### Stated problem
Reproduce the following lines verbatim, omitting the pictures from your output.

***** Entries shown

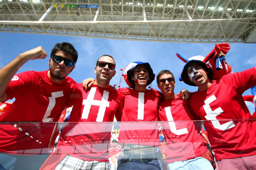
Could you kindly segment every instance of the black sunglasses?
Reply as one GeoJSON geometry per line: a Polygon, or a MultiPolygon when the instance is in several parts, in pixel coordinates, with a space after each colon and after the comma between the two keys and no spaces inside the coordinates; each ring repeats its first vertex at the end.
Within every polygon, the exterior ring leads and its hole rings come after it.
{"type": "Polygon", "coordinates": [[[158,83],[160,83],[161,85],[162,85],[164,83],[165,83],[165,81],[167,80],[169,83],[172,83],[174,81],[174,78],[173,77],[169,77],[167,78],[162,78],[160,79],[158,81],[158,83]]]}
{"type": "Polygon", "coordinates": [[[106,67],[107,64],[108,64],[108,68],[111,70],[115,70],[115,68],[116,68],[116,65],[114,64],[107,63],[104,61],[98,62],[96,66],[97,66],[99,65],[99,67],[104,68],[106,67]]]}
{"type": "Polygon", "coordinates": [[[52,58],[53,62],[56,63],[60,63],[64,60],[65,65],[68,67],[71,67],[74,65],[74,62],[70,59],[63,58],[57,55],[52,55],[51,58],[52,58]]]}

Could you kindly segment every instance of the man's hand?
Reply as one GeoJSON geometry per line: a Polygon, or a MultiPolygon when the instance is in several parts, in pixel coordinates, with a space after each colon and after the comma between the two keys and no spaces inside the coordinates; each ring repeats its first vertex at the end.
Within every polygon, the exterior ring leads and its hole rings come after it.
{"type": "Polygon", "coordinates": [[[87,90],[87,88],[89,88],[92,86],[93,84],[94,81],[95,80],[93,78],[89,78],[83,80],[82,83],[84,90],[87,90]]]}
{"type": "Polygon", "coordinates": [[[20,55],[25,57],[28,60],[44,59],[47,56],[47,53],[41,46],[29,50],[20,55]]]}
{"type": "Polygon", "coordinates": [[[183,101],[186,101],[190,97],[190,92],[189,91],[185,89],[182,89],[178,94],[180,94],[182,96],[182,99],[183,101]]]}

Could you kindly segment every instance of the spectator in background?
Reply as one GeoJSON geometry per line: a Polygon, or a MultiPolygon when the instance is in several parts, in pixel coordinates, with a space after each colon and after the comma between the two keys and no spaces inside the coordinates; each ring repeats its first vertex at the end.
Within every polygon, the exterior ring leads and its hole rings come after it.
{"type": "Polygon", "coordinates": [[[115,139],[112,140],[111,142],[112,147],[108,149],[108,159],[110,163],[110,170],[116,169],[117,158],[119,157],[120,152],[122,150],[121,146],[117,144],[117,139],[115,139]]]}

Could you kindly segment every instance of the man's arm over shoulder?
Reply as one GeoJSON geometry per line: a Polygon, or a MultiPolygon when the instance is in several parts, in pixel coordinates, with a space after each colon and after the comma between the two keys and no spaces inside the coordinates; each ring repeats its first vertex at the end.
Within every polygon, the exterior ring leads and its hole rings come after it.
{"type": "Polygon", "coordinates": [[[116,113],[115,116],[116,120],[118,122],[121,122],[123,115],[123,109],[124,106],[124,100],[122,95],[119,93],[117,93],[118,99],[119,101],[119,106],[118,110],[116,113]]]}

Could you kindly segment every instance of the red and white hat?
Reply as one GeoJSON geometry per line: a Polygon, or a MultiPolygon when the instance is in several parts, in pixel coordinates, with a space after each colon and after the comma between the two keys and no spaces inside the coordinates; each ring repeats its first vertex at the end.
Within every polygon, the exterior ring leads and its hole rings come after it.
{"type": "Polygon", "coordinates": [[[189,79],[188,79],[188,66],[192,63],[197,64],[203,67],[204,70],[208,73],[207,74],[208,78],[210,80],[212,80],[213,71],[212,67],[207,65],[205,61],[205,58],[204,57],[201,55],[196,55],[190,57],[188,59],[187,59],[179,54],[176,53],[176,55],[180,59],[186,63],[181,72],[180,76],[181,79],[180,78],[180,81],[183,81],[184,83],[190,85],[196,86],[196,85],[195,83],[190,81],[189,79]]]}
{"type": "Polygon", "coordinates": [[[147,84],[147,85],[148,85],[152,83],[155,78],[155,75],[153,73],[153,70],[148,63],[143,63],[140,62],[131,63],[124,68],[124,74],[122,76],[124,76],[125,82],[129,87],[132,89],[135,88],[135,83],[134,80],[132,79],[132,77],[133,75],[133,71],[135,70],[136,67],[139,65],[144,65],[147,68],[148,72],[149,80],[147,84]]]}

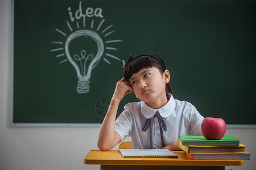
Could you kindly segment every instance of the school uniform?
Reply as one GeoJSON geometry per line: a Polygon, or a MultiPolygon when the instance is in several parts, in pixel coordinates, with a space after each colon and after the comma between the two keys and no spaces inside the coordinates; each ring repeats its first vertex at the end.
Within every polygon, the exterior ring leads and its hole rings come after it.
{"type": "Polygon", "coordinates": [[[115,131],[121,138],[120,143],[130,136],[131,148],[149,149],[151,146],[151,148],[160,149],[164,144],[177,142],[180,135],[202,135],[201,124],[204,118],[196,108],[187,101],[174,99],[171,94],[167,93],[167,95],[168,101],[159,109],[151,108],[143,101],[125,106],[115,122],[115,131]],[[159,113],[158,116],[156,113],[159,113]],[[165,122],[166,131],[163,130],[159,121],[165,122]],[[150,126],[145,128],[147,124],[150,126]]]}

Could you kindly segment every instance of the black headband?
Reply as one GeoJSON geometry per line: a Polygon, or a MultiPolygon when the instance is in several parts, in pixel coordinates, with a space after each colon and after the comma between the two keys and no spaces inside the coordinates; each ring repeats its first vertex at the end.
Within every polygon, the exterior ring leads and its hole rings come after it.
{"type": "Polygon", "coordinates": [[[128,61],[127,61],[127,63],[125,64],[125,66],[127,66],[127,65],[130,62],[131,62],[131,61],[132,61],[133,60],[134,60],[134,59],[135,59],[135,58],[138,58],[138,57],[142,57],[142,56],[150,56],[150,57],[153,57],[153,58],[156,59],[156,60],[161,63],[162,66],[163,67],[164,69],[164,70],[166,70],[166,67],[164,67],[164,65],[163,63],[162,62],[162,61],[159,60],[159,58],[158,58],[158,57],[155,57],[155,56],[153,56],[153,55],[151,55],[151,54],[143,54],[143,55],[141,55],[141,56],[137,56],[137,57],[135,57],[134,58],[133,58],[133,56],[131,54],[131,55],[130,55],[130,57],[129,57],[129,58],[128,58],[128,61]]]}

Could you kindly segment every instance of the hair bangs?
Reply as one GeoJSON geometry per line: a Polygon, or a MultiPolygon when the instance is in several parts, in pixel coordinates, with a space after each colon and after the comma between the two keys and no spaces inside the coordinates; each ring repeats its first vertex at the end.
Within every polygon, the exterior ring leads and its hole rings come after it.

**********

### Exercise solution
Could you kindly segment every instance of the black sunglasses?
Reply as one GeoJSON geometry per line: a Polygon, or a MultiPolygon when the instance is in several parts, in pixel coordinates, with a space after each colon and after the comma between the two keys and no spaces inside the coordinates; each ring repeats its first vertex at the end.
Within every polygon, the exterior ring leads and its hole rings come after it.
{"type": "Polygon", "coordinates": [[[158,83],[160,83],[161,85],[162,85],[164,83],[165,83],[165,81],[167,80],[169,83],[172,83],[174,81],[174,78],[173,77],[169,77],[167,78],[162,78],[160,79],[158,81],[158,83]]]}
{"type": "Polygon", "coordinates": [[[106,67],[107,64],[108,64],[108,68],[111,70],[115,70],[115,68],[116,68],[116,65],[114,64],[107,63],[104,61],[98,62],[96,66],[97,66],[99,65],[99,67],[104,68],[106,67]]]}
{"type": "Polygon", "coordinates": [[[52,58],[53,62],[56,63],[60,63],[64,60],[65,65],[68,67],[71,67],[74,65],[74,62],[70,59],[63,58],[57,55],[52,55],[51,58],[52,58]]]}

Could you kindly segment every instance of the man's hand?
Reply as one GeoJSON geometry per line: a Polygon, or a MultiPolygon when the instance is in several parts, in pixel coordinates, with a space after each colon and after the comma between the two keys and no spaces inside the coordinates; each ring repeats its first vertex at the end.
Within every polygon, the exterior ring leads and its hole rings come after it.
{"type": "Polygon", "coordinates": [[[87,90],[87,88],[89,88],[92,86],[93,84],[94,81],[95,80],[93,78],[89,78],[83,80],[82,83],[84,90],[87,90]]]}
{"type": "Polygon", "coordinates": [[[20,55],[25,57],[28,60],[44,59],[47,56],[47,53],[41,46],[29,50],[20,55]]]}
{"type": "Polygon", "coordinates": [[[183,101],[186,101],[190,97],[190,92],[189,91],[185,89],[182,89],[178,94],[180,94],[182,96],[182,99],[183,101]]]}

Could you kindly segment every instance of the spectator in background?
Reply as one GeoJSON geometry per line: a Polygon, or a MultiPolygon when the instance is in several parts, in pixel coordinates, with a space after each colon and after the comma between the two keys and no spaces inside the coordinates; each ring repeats its first vertex at the end.
Within every polygon, the exterior ring leads and its hole rings come after it.
{"type": "Polygon", "coordinates": [[[115,139],[112,140],[111,142],[112,147],[108,149],[108,159],[110,163],[110,170],[116,169],[117,158],[119,157],[120,152],[122,150],[121,146],[117,144],[117,139],[115,139]]]}

Could you kindly segment every instance of the man's arm over shoulder?
Reply as one GeoJSON geometry per line: a Polygon, or a MultiPolygon when the instance is in several parts, in pixel coordinates, with a space after each colon and after the comma between the two keys and no spaces inside the coordinates; each ring repeats its first vertex at the end.
Within every polygon, the exterior ring leads and its hole rings come after it.
{"type": "Polygon", "coordinates": [[[116,113],[115,116],[116,120],[118,122],[121,122],[123,115],[123,109],[124,106],[124,100],[122,95],[119,93],[117,93],[118,99],[119,101],[119,106],[118,110],[116,113]]]}

Could you kindly segment every instance of the red and white hat?
Reply as one GeoJSON geometry per line: a Polygon, or a MultiPolygon when the instance is in several parts, in pixel coordinates, with a space after each colon and after the comma between the two keys and no spaces inside the coordinates; each ring repeats its first vertex at the end.
Within every polygon, the exterior ring leads and its hole rings come after it.
{"type": "Polygon", "coordinates": [[[189,79],[188,79],[188,66],[192,63],[197,64],[203,67],[204,70],[208,73],[207,74],[208,78],[210,80],[212,80],[213,71],[212,67],[207,65],[205,61],[205,58],[204,57],[201,55],[196,55],[190,57],[188,59],[187,59],[179,54],[176,53],[176,55],[180,59],[186,63],[181,72],[180,76],[181,79],[180,78],[180,81],[183,81],[184,83],[190,85],[196,86],[196,85],[195,83],[190,81],[189,79]]]}
{"type": "Polygon", "coordinates": [[[147,84],[147,85],[148,85],[152,83],[155,78],[155,75],[153,73],[153,70],[148,63],[143,63],[140,62],[131,63],[124,68],[124,74],[122,76],[124,76],[125,82],[129,87],[132,89],[135,88],[135,83],[134,80],[132,79],[132,77],[133,75],[133,71],[135,70],[136,67],[139,65],[144,65],[147,68],[148,72],[149,80],[147,84]]]}

Could you kindly segment every instance of the school uniform?
Reply as one GeoJSON geometry per line: a Polygon, or a MultiPolygon when the instance is in several parts, in pixel coordinates, with a space after each colon and after the comma between the two keys and no spaces inside the coordinates; each ring repeats its first vertex at the end.
Within every polygon, the exterior ring leads and its hole rings come after it.
{"type": "Polygon", "coordinates": [[[115,131],[121,138],[120,143],[130,136],[131,148],[149,149],[151,146],[151,148],[160,149],[164,144],[177,142],[180,135],[202,135],[201,124],[204,118],[196,108],[187,101],[174,99],[171,94],[167,93],[167,95],[168,101],[159,109],[151,108],[143,101],[125,106],[115,122],[115,131]],[[159,113],[158,116],[156,113],[159,113]],[[165,122],[166,131],[163,130],[159,121],[165,122]],[[150,126],[145,128],[147,124],[150,126]]]}

Could you kindly segment every instance of the black headband?
Reply as one GeoJSON geometry per line: a Polygon, or a MultiPolygon when the instance is in several parts, in pixel coordinates, with a space after each colon and after the comma between the two keys and no spaces inside the coordinates; each ring repeats its first vertex at the end.
Within every polygon, the exterior ring leads and its hole rings come after it.
{"type": "Polygon", "coordinates": [[[128,61],[127,61],[127,63],[125,64],[125,66],[127,66],[127,65],[130,62],[131,62],[131,61],[132,61],[133,60],[134,60],[134,59],[135,59],[135,58],[138,58],[138,57],[142,57],[142,56],[150,56],[150,57],[153,57],[153,58],[156,59],[156,60],[161,63],[162,66],[163,67],[164,69],[164,70],[166,70],[166,67],[164,67],[164,65],[163,63],[162,62],[162,61],[159,60],[159,58],[158,58],[158,57],[155,57],[155,56],[153,56],[153,55],[151,55],[151,54],[143,54],[143,55],[141,55],[141,56],[137,56],[137,57],[135,57],[134,58],[133,58],[133,56],[131,54],[131,55],[130,55],[130,57],[129,57],[129,58],[128,58],[128,61]]]}

Could you kindly segment every instance of the hair bangs?
Reply as one GeoJSON geometry per line: a Polygon, or a MultiPolygon when the instance is in several parts, in pixel coordinates, with a space after each colon and after the comma between the two keys and no spaces inside the coordinates; each ring repeats its first vertex at the end.
Within every polygon, the exterior ring leads and its hole rings come after it.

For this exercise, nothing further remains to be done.